◆ **AIM OF THE EXERCISE**
In the discussion of aromatase inhibitors and tamoxifen, retype the stretch from "DR LOVE: Eric, this" through "her estrogen levels.".
___ GIVEN PASSAGE ___
DR LOVE: Eric, this is a 38-year-old woman with four positive nodes. We know that in the postmenopausal woman, aromatase inhibitors reduce recurrence risk more than tamoxifen. What are your thoughts on how best to treat this perimenopausal patient?

DR WINER: The truth is, in a woman who is premenopausal at diagnosis, we don’t know that any aromatase inhibitor used in the first five years is better than tamoxifen. No such patients were included in the trials, other than the MA17 trial, which involved treatment after five years of tamoxifen. If you think about it, a premenopausal woman experiences ovarian suppression from chemotherapy, and if she is on tamoxifen she has received essentially two hormonal therapies, one of which is substantially lowering her estrogen levels.

It’s an important and unanswered question as to whether, in a premenopausal woman, ovarian suppression and an aromatase inhibitor are better than ovarian suppression with tamoxifen. That is the question being asked in the TEXT and SOFT trials, and I could imagine the results going either way — showing the aromatase inhibitor combination to be superior or inferior to the tamoxifen combination (4.1).
___ SUPPLIED ENTRIES ___
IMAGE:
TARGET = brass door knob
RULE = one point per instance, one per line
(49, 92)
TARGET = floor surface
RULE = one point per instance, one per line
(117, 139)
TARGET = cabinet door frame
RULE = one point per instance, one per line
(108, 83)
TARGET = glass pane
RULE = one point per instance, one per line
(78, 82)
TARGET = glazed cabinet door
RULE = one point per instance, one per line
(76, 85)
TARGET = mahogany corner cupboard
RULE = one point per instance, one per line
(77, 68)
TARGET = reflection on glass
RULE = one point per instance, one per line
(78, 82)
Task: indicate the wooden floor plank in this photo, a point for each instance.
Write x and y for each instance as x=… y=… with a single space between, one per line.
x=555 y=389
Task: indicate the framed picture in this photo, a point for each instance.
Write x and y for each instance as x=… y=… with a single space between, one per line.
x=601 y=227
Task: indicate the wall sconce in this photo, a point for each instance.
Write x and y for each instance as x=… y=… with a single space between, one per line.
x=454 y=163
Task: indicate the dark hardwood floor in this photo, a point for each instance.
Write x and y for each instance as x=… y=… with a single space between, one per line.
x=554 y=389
___
◆ **OUTPUT OF THE EXERCISE**
DR LOVE: Eric, this is a 38-year-old woman with four positive nodes. We know that in the postmenopausal woman, aromatase inhibitors reduce recurrence risk more than tamoxifen. What are your thoughts on how best to treat this perimenopausal patient?

DR WINER: The truth is, in a woman who is premenopausal at diagnosis, we don’t know that any aromatase inhibitor used in the first five years is better than tamoxifen. No such patients were included in the trials, other than the MA17 trial, which involved treatment after five years of tamoxifen. If you think about it, a premenopausal woman experiences ovarian suppression from chemotherapy, and if she is on tamoxifen she has received essentially two hormonal therapies, one of which is substantially lowering her estrogen levels.